Researchers frequently use the Agent Persona Instrument (Ryu & Baylor, 2005) to measure learners' perceptions of a virtual human. Specifically, the API has four subscales that measure perceptions of how humanlike, credible, and engaging the virtual human was, and how well it facilitated learning. Craig and Schroeder (2017) found that the human voice and the modern text-to-speech engine both outperformed the older text-to-speech engine on the measures of credibility and facilitated learning. There was not a significant difference between the modern text-to-speech voice and the human voice in terms of credibility and facilitated learning. However, as may be expected, the human voice outperformed the two text-to-speech voices on measures of human-likeness and engaging.

Recently, Schroeder, Romine, and Craig (2017) conducted a path analysis examining the influence of the API subscales on each other and on learning outcomes. Their results showed that while the API subscales significantly influenced each other, they did not significantly influence learning. Moreover, Author conducted confirmatory factor analysis and Rasch analysis on the API. Results showed that while the instrument performed well overall, there were a few items that may benefit from modification. Accordingly, Schroeder, Yang, Banerjee, Romine, and Craig (2018) revised the API into an instrument they called the API-R. Their confirmatory factor analysis confirmed the factor structure of the instrument; subsequent cluster analyses and regression showed that API-R subscales had a small effect on learning. They concluded that in order to understand what perceptions may influence learning with virtual humans, researchers may need to look outside of the API-R. Their conclusion, in part, helped inspire this study investigating learners' trust in the virtual human.

GIVEN RECORDS:
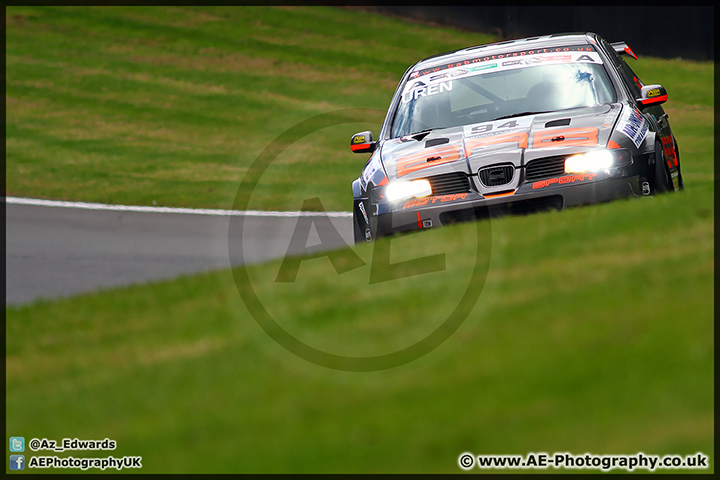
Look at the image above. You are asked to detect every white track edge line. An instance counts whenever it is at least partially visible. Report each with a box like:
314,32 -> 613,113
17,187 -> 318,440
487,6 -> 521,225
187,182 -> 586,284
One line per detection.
4,197 -> 352,217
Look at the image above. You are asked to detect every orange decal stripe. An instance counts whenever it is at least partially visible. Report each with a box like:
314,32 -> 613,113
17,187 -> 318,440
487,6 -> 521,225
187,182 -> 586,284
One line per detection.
483,190 -> 515,198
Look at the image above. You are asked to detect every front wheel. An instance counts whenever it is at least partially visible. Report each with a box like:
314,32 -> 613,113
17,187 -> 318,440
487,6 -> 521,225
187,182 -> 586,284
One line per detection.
353,200 -> 372,243
650,142 -> 674,194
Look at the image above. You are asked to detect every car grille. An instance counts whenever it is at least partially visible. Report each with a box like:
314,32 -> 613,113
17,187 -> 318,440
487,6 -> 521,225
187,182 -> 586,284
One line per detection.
427,172 -> 470,195
478,165 -> 515,187
525,156 -> 567,180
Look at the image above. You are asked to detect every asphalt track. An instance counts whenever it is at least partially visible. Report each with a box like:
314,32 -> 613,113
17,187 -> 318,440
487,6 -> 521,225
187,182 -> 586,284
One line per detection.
5,199 -> 352,305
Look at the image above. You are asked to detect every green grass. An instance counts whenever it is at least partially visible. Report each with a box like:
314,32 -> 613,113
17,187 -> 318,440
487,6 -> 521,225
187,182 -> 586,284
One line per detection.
5,7 -> 493,210
6,7 -> 714,473
6,188 -> 714,472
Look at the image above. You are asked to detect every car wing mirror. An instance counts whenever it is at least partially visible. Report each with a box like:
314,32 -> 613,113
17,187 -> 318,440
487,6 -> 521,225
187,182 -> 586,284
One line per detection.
350,130 -> 375,153
637,85 -> 667,107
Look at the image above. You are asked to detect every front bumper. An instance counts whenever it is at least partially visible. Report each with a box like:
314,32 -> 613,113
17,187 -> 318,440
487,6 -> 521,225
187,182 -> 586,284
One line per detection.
368,175 -> 641,240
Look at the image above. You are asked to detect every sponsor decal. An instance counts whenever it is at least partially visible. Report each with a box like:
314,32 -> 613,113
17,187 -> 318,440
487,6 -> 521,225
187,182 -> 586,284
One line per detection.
401,80 -> 452,103
403,193 -> 468,210
410,45 -> 602,78
618,108 -> 648,148
533,173 -> 597,189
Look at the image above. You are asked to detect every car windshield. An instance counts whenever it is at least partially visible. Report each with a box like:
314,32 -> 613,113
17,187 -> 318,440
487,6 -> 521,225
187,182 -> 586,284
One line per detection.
391,52 -> 616,138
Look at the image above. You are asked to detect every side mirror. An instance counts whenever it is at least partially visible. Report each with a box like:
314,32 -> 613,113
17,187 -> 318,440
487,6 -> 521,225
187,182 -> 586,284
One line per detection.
637,85 -> 667,107
350,130 -> 375,153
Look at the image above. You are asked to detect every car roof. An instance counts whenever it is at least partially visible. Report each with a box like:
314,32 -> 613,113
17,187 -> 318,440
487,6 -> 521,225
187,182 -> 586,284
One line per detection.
411,32 -> 597,70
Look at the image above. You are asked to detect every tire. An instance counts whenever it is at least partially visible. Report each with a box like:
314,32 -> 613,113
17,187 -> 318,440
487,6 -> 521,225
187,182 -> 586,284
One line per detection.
353,200 -> 367,243
650,142 -> 674,194
673,136 -> 685,190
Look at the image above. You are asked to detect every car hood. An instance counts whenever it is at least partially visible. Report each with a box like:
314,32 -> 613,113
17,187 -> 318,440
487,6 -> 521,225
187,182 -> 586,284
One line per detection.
380,104 -> 622,181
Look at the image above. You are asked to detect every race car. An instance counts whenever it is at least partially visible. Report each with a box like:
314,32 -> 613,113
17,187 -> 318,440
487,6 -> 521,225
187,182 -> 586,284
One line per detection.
350,33 -> 683,242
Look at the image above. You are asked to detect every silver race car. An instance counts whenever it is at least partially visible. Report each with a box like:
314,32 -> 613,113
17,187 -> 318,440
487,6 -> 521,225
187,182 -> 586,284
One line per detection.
350,33 -> 683,242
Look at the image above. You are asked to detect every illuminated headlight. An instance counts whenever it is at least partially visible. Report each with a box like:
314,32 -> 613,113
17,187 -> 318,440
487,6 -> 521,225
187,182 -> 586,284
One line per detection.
565,150 -> 615,173
385,179 -> 432,202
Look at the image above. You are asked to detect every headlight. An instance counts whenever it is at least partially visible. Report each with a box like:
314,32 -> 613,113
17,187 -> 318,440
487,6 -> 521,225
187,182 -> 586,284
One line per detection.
385,179 -> 432,202
565,150 -> 615,173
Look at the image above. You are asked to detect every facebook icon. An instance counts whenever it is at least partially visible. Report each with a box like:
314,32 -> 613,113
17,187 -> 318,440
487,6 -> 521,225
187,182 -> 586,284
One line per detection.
10,455 -> 25,470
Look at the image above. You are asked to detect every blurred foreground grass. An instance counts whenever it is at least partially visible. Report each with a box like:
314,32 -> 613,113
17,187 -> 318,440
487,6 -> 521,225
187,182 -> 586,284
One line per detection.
6,184 -> 714,473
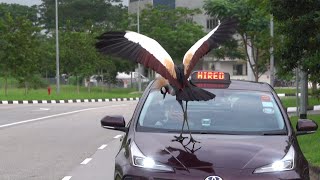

EXERCISE OBJECTIVE: Please carry on the text about the Agent Persona Instrument and learners' perceptions of virtual humans, starting after its last sentence.

TASK ANSWER:
Trust has long been recognized as an important facilitator of interactions, transactions, agreements, and exchanges between people, and in the past four decades has become a well-studied concept in human-technology interaction. In the late 1980's and 1990's, trust gained traction in the applied sciences alongside advances in automation, and was investigated more directly in the context of human-technology interaction with the goal of improving technology design (Muir, 1987, 1994; Muir & Moray, 1996).

Several trust scales were subsequently developed to measure a person's trust in technology through self-report (to name a few: Komiak & Benbasat, 2004; Jian, Bisantz, & Drury, 2000; Madsen & Gregor, 2000; Moore & Benbasat, 1991). The expectation was that these scales could capture people's perceptions of technology, perceptions that might predict behaviors with technology (e.g., technology acceptance, adoption, and use), and in many cases, predictors of human-technology performance.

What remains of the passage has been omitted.